Only the lines from the "background in this photo." line through the last line of the material below belong in the answer, reproduced exactly and with no pictures.
#####
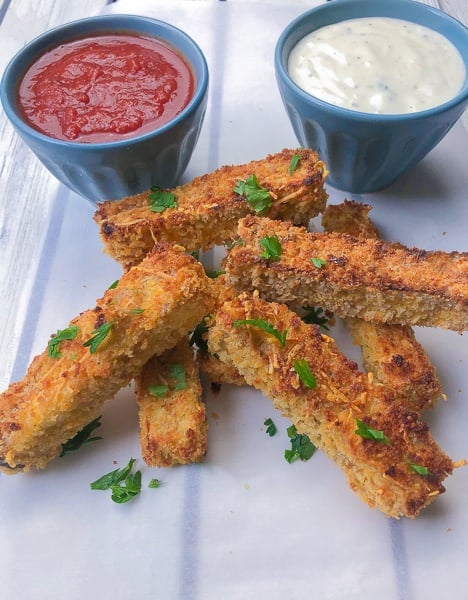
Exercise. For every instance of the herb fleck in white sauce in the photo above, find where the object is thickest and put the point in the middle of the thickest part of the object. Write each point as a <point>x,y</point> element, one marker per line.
<point>378,65</point>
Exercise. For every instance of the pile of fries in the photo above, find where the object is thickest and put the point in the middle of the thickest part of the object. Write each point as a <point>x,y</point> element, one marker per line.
<point>167,320</point>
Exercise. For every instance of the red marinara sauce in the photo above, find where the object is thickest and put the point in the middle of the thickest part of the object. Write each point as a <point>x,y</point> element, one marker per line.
<point>105,88</point>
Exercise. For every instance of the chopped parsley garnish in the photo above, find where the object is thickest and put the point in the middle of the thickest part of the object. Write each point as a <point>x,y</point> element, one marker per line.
<point>82,437</point>
<point>302,368</point>
<point>318,262</point>
<point>124,484</point>
<point>257,196</point>
<point>128,489</point>
<point>270,427</point>
<point>158,390</point>
<point>197,338</point>
<point>160,200</point>
<point>98,336</point>
<point>53,347</point>
<point>271,247</point>
<point>265,326</point>
<point>420,470</point>
<point>371,434</point>
<point>301,446</point>
<point>155,483</point>
<point>294,162</point>
<point>315,315</point>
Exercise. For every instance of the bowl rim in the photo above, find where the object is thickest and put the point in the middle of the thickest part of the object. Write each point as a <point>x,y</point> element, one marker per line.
<point>282,72</point>
<point>72,30</point>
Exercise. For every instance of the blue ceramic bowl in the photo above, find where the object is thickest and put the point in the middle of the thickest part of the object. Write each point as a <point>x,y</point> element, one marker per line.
<point>367,152</point>
<point>115,169</point>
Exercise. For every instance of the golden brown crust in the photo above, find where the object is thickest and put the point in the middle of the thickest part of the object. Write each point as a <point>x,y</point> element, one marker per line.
<point>390,352</point>
<point>153,306</point>
<point>173,428</point>
<point>380,473</point>
<point>208,209</point>
<point>350,217</point>
<point>217,371</point>
<point>366,278</point>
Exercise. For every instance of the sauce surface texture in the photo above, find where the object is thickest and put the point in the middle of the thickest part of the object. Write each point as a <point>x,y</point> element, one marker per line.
<point>105,88</point>
<point>378,65</point>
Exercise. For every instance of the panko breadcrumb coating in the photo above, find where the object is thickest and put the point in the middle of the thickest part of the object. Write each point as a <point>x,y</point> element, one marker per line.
<point>172,415</point>
<point>153,306</point>
<point>207,209</point>
<point>352,276</point>
<point>390,352</point>
<point>385,474</point>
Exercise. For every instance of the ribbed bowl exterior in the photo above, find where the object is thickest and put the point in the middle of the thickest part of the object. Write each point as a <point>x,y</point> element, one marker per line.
<point>366,152</point>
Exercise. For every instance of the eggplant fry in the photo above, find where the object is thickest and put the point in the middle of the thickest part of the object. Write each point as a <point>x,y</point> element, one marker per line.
<point>390,352</point>
<point>401,472</point>
<point>172,415</point>
<point>352,276</point>
<point>205,211</point>
<point>153,306</point>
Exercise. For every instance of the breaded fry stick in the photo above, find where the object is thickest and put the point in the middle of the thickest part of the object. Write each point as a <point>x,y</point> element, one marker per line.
<point>153,306</point>
<point>370,279</point>
<point>390,352</point>
<point>207,209</point>
<point>350,217</point>
<point>173,425</point>
<point>383,473</point>
<point>215,370</point>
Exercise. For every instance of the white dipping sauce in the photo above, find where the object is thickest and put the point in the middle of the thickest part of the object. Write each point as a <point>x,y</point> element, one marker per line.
<point>378,65</point>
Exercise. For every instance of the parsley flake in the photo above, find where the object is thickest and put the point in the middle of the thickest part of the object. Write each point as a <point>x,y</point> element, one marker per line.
<point>160,200</point>
<point>301,446</point>
<point>257,196</point>
<point>271,247</point>
<point>420,470</point>
<point>270,427</point>
<point>197,338</point>
<point>155,483</point>
<point>113,478</point>
<point>318,262</point>
<point>126,491</point>
<point>305,374</point>
<point>371,434</point>
<point>82,437</point>
<point>265,326</point>
<point>98,336</point>
<point>294,162</point>
<point>53,347</point>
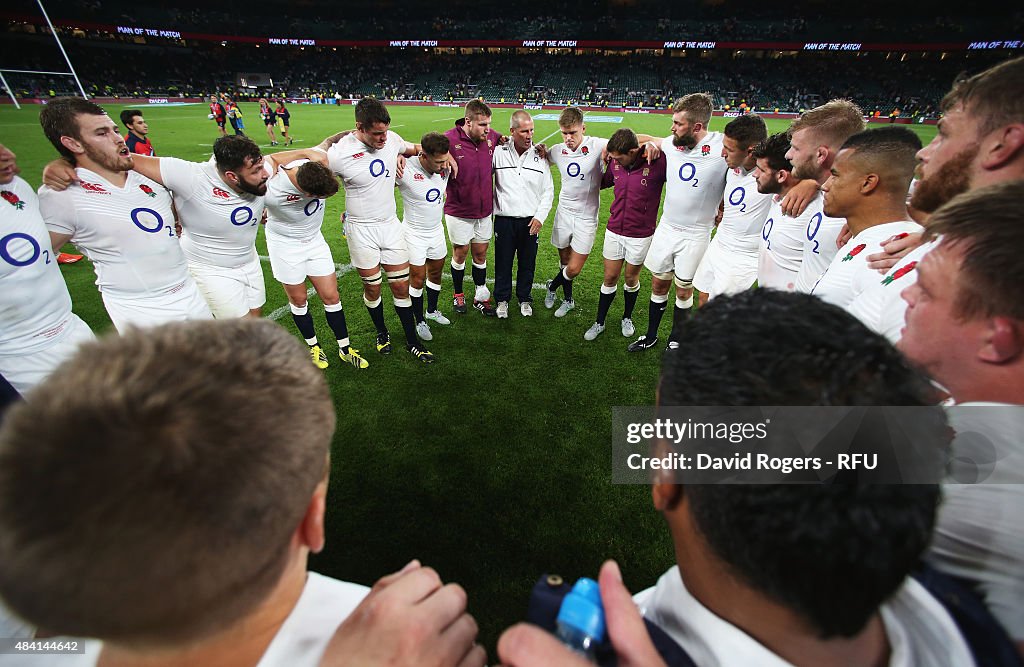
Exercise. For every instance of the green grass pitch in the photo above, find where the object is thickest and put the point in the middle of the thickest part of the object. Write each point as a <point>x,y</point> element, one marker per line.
<point>494,464</point>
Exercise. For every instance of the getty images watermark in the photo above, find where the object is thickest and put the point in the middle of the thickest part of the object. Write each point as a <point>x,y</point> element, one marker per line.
<point>818,445</point>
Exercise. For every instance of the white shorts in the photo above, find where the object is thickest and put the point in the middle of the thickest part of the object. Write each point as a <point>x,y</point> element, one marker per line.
<point>570,230</point>
<point>425,244</point>
<point>27,370</point>
<point>464,231</point>
<point>373,244</point>
<point>182,302</point>
<point>633,250</point>
<point>674,252</point>
<point>230,292</point>
<point>292,260</point>
<point>724,271</point>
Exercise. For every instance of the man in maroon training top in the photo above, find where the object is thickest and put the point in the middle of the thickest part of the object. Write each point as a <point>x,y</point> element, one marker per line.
<point>470,203</point>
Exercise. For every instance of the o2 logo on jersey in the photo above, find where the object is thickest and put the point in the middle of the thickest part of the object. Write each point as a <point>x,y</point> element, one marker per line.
<point>239,212</point>
<point>8,251</point>
<point>150,220</point>
<point>766,232</point>
<point>738,200</point>
<point>816,221</point>
<point>688,176</point>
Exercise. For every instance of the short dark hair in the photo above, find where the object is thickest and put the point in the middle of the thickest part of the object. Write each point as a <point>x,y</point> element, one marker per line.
<point>435,143</point>
<point>59,118</point>
<point>623,141</point>
<point>231,152</point>
<point>747,130</point>
<point>371,111</point>
<point>892,151</point>
<point>476,108</point>
<point>833,552</point>
<point>168,515</point>
<point>983,224</point>
<point>773,150</point>
<point>128,115</point>
<point>992,95</point>
<point>316,179</point>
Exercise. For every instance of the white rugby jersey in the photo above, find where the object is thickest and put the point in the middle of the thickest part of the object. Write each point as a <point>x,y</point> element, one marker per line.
<point>581,175</point>
<point>218,224</point>
<point>744,212</point>
<point>880,306</point>
<point>820,235</point>
<point>290,213</point>
<point>422,197</point>
<point>780,249</point>
<point>695,182</point>
<point>128,233</point>
<point>848,275</point>
<point>369,176</point>
<point>35,306</point>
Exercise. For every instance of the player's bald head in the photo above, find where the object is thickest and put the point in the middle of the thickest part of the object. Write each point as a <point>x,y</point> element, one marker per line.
<point>888,152</point>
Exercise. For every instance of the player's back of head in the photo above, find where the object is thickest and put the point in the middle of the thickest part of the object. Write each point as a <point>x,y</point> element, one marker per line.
<point>59,118</point>
<point>370,112</point>
<point>747,130</point>
<point>832,123</point>
<point>833,552</point>
<point>890,152</point>
<point>150,491</point>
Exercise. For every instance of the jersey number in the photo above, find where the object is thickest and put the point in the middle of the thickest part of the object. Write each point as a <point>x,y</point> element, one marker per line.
<point>237,213</point>
<point>816,221</point>
<point>738,200</point>
<point>377,168</point>
<point>33,256</point>
<point>689,177</point>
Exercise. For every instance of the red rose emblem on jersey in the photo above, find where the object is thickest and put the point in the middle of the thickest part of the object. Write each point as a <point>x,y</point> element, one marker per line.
<point>12,199</point>
<point>856,251</point>
<point>900,273</point>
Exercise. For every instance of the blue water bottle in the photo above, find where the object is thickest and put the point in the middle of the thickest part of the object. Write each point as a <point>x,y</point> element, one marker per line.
<point>581,618</point>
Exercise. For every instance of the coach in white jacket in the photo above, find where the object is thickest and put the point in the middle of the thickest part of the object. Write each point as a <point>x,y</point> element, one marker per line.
<point>523,192</point>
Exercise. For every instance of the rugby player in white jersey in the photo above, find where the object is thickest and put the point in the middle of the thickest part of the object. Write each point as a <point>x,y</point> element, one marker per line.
<point>695,183</point>
<point>38,331</point>
<point>367,161</point>
<point>578,159</point>
<point>814,139</point>
<point>867,188</point>
<point>121,219</point>
<point>780,249</point>
<point>422,185</point>
<point>730,264</point>
<point>295,205</point>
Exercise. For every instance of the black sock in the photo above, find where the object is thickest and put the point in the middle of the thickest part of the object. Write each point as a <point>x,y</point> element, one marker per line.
<point>479,276</point>
<point>336,321</point>
<point>603,304</point>
<point>305,324</point>
<point>654,313</point>
<point>432,296</point>
<point>417,306</point>
<point>631,302</point>
<point>457,277</point>
<point>409,325</point>
<point>377,315</point>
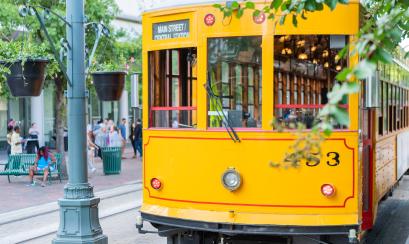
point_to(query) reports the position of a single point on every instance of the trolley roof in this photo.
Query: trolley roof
(180, 3)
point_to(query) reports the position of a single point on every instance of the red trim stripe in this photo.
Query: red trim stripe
(250, 204)
(173, 108)
(311, 106)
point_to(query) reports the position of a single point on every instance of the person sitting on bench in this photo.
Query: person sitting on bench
(43, 161)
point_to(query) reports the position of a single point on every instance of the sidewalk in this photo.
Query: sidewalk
(17, 194)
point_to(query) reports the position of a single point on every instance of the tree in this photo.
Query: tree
(11, 24)
(386, 25)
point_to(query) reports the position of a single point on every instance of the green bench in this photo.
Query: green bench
(19, 164)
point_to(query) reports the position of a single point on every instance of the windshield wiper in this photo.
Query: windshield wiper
(219, 109)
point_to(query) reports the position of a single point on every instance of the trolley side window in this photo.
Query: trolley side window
(234, 81)
(393, 115)
(172, 88)
(305, 67)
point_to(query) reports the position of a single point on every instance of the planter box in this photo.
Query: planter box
(26, 81)
(109, 85)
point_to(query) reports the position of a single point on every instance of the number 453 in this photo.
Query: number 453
(332, 159)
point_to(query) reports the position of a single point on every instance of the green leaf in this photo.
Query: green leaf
(227, 13)
(276, 4)
(353, 87)
(218, 6)
(282, 19)
(250, 5)
(303, 15)
(235, 5)
(256, 13)
(266, 9)
(382, 55)
(295, 22)
(332, 4)
(310, 5)
(240, 13)
(300, 8)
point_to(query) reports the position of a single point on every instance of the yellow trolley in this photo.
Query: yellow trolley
(211, 89)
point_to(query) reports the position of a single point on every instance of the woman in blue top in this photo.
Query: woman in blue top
(44, 161)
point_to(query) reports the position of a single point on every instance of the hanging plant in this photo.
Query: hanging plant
(109, 79)
(23, 68)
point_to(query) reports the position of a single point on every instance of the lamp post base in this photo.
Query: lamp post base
(79, 222)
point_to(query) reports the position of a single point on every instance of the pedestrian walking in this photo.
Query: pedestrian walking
(16, 141)
(32, 143)
(115, 139)
(43, 161)
(11, 123)
(138, 137)
(91, 147)
(9, 134)
(101, 139)
(132, 138)
(122, 129)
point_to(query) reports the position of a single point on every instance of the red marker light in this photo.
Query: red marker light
(210, 19)
(259, 19)
(328, 190)
(156, 184)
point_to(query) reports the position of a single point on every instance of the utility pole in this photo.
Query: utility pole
(79, 221)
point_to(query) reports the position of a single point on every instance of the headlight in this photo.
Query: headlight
(231, 179)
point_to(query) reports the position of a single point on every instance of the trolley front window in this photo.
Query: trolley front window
(305, 67)
(234, 77)
(172, 86)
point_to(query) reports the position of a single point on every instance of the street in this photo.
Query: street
(118, 210)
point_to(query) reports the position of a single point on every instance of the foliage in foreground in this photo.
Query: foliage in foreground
(386, 25)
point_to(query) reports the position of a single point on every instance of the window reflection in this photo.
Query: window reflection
(234, 74)
(172, 81)
(304, 71)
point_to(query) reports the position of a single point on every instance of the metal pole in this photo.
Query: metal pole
(79, 222)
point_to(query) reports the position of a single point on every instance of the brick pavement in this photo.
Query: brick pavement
(17, 194)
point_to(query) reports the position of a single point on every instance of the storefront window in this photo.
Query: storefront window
(234, 82)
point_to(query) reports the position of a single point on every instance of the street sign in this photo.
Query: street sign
(171, 29)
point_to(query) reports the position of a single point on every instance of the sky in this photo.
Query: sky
(405, 44)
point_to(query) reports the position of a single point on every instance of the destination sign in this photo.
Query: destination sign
(171, 29)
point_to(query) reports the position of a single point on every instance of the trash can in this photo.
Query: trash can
(111, 160)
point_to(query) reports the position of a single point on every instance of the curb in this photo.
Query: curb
(30, 212)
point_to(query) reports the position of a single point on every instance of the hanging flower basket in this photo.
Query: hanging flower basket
(109, 85)
(27, 81)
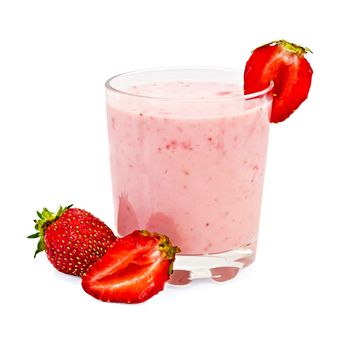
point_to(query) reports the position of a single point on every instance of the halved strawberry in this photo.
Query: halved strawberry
(134, 269)
(283, 63)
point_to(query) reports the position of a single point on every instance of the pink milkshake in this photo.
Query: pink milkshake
(188, 153)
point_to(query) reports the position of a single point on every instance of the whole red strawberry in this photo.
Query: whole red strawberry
(73, 239)
(134, 269)
(283, 63)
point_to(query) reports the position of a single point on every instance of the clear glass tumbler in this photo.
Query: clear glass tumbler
(187, 153)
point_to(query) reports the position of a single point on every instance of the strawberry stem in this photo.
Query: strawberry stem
(291, 47)
(46, 218)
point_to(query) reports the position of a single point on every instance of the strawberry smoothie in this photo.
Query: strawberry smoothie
(187, 156)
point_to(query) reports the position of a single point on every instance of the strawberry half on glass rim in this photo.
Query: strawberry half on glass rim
(283, 63)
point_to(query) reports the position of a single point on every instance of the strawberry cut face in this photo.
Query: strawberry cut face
(134, 269)
(284, 64)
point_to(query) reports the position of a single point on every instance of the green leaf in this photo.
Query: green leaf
(34, 235)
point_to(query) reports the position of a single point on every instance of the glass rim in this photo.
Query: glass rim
(250, 96)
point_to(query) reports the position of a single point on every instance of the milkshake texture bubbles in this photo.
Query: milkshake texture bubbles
(188, 161)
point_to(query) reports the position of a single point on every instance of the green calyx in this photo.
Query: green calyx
(46, 218)
(165, 247)
(291, 47)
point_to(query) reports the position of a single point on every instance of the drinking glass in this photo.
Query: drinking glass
(187, 155)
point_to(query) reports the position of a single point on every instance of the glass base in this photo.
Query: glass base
(219, 267)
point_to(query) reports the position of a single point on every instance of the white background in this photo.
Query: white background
(54, 59)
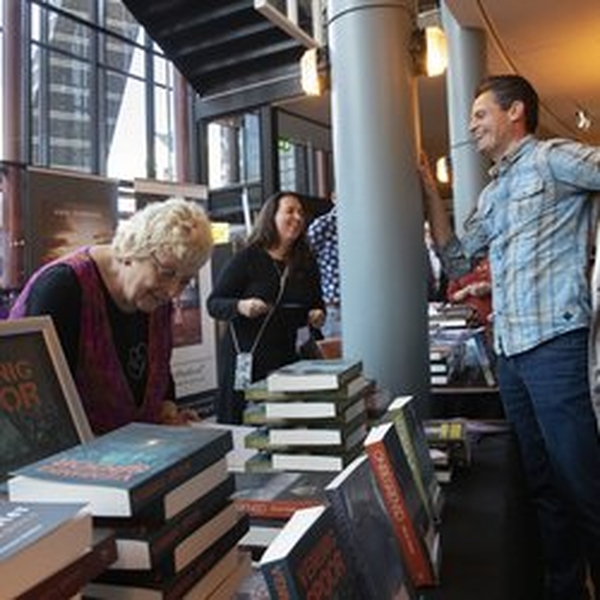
#####
ANSWER SPACE —
point_to(query) reports the position of a single point on every instance of the white background in this photo.
Query: white background
(54, 59)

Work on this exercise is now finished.